The task: Only the lines starting at the one that contains "Mark each instance of the parked white" and running to the end should be repeated, exactly as written.

::::::

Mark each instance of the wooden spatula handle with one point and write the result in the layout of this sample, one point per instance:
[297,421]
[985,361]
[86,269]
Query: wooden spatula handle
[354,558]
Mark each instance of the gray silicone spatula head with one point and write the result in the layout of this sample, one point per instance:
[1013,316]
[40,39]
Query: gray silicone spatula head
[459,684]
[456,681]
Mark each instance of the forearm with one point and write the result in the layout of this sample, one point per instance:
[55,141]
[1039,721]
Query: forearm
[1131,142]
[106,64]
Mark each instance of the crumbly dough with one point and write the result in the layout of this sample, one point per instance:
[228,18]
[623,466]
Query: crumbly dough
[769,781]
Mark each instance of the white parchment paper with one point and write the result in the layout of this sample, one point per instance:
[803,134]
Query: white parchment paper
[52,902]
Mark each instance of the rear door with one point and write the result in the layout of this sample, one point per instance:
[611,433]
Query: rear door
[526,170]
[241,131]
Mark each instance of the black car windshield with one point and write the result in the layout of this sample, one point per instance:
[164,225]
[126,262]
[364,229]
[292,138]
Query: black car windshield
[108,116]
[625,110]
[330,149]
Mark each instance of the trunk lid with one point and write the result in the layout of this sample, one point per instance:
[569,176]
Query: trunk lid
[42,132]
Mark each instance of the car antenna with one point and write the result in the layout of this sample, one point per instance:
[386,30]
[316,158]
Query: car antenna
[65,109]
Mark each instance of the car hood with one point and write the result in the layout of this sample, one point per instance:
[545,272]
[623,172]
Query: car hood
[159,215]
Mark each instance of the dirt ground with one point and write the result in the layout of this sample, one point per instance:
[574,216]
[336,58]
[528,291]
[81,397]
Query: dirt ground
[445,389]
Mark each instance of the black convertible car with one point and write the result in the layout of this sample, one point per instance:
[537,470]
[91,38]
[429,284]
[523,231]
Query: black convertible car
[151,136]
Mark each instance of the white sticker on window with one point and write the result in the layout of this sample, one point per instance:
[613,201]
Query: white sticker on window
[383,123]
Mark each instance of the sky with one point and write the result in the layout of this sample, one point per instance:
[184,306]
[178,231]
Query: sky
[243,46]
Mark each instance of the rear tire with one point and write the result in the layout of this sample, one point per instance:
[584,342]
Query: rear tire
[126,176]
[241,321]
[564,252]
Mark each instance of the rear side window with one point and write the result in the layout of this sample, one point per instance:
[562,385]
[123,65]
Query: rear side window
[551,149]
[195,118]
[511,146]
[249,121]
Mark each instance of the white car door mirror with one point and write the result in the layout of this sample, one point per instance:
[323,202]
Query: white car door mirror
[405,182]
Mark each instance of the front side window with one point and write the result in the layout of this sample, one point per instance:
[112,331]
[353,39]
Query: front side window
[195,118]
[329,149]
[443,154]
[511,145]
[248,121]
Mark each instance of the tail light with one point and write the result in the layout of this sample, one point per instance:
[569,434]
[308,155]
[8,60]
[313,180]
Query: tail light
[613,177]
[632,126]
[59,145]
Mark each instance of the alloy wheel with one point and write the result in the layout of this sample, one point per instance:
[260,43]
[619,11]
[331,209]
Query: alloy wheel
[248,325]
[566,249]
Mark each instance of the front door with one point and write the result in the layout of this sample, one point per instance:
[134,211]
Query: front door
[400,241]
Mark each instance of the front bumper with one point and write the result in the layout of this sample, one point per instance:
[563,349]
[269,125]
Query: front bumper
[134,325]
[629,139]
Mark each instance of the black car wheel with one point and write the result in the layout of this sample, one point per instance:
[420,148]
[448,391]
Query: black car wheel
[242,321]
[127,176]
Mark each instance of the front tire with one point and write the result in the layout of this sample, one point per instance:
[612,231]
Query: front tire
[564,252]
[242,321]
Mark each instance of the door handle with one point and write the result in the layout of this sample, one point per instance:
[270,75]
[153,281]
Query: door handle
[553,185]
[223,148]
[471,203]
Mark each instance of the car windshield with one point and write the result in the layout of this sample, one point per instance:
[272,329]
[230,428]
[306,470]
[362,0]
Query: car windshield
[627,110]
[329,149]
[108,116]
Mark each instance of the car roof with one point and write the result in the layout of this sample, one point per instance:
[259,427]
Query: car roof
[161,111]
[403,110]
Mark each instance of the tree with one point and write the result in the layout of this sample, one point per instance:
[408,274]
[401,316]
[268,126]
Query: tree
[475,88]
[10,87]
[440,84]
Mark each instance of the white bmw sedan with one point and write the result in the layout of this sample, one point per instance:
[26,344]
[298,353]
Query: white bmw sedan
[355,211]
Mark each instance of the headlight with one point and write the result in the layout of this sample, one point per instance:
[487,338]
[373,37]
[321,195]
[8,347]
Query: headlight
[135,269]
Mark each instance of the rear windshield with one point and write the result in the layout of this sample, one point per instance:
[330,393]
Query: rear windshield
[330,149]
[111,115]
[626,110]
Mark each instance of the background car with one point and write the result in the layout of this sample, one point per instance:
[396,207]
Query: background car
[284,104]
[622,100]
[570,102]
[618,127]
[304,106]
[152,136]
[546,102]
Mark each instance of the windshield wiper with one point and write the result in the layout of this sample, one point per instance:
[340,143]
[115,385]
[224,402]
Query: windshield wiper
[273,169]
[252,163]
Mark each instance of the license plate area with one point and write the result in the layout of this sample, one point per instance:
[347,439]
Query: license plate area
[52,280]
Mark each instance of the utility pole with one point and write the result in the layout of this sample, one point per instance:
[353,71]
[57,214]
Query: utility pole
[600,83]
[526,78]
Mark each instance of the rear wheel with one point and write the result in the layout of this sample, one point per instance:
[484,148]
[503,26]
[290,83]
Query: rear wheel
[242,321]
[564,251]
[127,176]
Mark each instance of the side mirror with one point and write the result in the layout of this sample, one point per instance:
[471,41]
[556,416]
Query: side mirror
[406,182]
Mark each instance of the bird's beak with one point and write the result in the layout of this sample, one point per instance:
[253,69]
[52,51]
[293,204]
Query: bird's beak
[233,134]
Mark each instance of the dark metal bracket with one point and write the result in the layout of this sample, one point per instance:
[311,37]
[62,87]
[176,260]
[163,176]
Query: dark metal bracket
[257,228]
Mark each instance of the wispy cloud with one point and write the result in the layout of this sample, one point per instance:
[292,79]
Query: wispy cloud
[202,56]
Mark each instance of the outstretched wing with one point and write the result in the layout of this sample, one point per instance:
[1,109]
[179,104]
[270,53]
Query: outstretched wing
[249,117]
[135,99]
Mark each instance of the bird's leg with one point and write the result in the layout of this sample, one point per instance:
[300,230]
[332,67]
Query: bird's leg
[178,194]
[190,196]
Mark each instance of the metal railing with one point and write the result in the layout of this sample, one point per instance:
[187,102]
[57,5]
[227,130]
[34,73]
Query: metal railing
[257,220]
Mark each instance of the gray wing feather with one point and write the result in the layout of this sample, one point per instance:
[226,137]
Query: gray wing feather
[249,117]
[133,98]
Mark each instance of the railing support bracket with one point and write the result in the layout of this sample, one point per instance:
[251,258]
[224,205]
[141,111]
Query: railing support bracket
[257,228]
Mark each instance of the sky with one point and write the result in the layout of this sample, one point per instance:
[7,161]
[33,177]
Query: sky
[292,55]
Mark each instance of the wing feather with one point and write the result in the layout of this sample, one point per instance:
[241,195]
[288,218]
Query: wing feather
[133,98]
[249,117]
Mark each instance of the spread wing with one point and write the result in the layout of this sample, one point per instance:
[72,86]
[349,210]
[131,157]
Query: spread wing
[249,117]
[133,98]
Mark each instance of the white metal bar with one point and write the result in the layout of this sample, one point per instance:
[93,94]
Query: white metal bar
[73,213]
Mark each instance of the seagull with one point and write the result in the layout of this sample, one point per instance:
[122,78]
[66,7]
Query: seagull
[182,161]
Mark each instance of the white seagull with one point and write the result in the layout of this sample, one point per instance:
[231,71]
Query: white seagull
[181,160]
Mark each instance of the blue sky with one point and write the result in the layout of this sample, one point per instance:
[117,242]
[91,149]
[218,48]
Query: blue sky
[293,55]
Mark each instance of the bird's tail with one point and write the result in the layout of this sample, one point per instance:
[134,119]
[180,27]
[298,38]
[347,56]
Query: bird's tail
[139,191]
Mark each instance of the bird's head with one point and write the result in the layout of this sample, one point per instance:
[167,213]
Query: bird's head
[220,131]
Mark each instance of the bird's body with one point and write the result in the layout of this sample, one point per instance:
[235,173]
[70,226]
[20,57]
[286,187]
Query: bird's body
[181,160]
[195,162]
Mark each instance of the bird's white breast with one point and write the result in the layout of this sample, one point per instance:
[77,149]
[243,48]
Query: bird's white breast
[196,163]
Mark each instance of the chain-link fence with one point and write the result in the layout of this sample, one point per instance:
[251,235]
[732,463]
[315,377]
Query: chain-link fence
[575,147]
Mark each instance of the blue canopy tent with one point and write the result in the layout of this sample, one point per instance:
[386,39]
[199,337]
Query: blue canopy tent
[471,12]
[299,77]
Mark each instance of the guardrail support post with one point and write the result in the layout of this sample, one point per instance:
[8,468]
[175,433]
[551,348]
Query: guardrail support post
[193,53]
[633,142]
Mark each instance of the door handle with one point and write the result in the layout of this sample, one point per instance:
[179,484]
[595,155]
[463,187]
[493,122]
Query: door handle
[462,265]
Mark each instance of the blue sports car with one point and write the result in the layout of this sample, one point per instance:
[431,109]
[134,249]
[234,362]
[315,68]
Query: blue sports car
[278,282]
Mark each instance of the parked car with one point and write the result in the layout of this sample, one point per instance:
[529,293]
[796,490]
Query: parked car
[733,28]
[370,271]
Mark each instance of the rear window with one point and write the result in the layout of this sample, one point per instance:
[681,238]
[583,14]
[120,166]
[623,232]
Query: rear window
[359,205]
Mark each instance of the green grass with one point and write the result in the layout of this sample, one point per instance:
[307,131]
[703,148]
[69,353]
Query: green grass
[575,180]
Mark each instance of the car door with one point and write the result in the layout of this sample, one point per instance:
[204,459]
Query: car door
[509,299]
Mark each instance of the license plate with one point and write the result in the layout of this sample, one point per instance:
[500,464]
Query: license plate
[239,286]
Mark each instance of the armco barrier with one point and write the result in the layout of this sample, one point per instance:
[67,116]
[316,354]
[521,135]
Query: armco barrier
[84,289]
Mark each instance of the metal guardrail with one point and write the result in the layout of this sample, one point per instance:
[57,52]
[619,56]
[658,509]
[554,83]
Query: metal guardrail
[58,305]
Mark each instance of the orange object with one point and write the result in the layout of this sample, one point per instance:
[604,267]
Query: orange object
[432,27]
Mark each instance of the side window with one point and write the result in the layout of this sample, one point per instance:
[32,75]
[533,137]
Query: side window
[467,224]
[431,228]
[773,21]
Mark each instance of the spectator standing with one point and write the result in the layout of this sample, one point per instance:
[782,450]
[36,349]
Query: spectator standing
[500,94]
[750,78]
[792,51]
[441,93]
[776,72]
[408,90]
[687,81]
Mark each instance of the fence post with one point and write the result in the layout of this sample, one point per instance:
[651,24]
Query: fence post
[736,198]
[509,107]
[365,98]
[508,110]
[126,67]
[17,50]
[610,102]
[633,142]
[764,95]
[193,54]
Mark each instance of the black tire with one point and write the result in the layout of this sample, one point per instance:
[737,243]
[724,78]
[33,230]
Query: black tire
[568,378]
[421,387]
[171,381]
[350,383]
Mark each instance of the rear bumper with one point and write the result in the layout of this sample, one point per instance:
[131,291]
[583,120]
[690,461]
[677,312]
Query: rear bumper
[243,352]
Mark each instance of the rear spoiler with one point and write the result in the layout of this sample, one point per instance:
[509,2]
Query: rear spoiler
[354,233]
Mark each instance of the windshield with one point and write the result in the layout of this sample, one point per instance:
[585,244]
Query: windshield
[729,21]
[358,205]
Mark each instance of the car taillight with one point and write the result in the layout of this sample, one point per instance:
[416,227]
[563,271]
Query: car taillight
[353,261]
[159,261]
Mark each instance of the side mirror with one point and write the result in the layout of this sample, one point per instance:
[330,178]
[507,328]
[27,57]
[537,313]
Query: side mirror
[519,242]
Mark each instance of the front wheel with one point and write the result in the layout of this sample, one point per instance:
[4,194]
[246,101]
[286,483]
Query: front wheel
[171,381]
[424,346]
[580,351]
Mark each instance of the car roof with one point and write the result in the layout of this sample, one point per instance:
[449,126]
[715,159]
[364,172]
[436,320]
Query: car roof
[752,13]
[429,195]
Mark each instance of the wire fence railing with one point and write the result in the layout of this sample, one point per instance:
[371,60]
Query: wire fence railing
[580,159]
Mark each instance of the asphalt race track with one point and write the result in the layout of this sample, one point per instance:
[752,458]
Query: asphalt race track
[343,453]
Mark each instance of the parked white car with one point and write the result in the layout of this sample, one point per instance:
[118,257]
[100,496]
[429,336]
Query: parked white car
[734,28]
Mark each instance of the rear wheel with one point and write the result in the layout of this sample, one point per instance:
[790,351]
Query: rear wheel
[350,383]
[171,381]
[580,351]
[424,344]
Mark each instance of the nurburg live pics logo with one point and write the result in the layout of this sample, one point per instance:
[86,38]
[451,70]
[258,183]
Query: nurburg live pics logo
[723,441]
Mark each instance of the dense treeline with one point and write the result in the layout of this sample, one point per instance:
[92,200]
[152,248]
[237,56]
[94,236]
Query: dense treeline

::::::

Response to the task:
Mark each instance of the parked white car with one point and write the result in the layout of this sample, one point per instance:
[118,257]
[100,496]
[429,336]
Query: parked white car
[734,28]
Mark each instance of the rear wheel with one point and write the result in the layout of this sample, one point per instance:
[790,351]
Query: rear wheel
[350,383]
[171,381]
[580,351]
[424,344]
Mark each instance of the nurburg live pics logo with one point and write the result in the layout of this sample, one point per instance:
[86,38]
[451,70]
[258,183]
Query: nurburg live pics logo
[723,441]
Mark each instance of the dense treeline with one point and write the result in the layout of this sample, one point per instance:
[92,200]
[152,248]
[237,56]
[94,236]
Query: dense treeline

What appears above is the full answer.